De conclusie is dan ook dat de huidige overwerkvergoeding door de feitelijke
toepassing ervan indirect onderscheid naar geslacht teweegbrengt, in strijd
met artikel 1637ij BW.
8. DE MINIMUMVAKANTIETOESLAG
8.1. De feiten
8.1.1. Artikel 29 lid 1 luidt als volgt (voorzover hier van belang):
“1. Aan de werknemer wordt uiterlijk in de maand juni een
vakantietoeslag verstrekt ten bedrage van 8% van zijn jaarinkomen, waarbij
echter voor volwassen werknemers die tenminste gedurende de normale
arbeidsduur per week werkzaam zijn, een minimum zal gelden van ƒ 2300 vanaf
1 januari 1991 (…).”

_Opdracht_
Schrijf uit de aangeleverde tekst het stuk van "De conclusie is" tot en met "artikel 1637ij BW." woordelijk over.

_Ruwe gegevens_
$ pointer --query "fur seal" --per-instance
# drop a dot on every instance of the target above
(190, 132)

_Antwoord_
De conclusie is dan ook dat de huidige overwerkvergoeding door de feitelijke
toepassing ervan indirect onderscheid naar geslacht teweegbrengt, in strijd
met artikel 1637ij BW.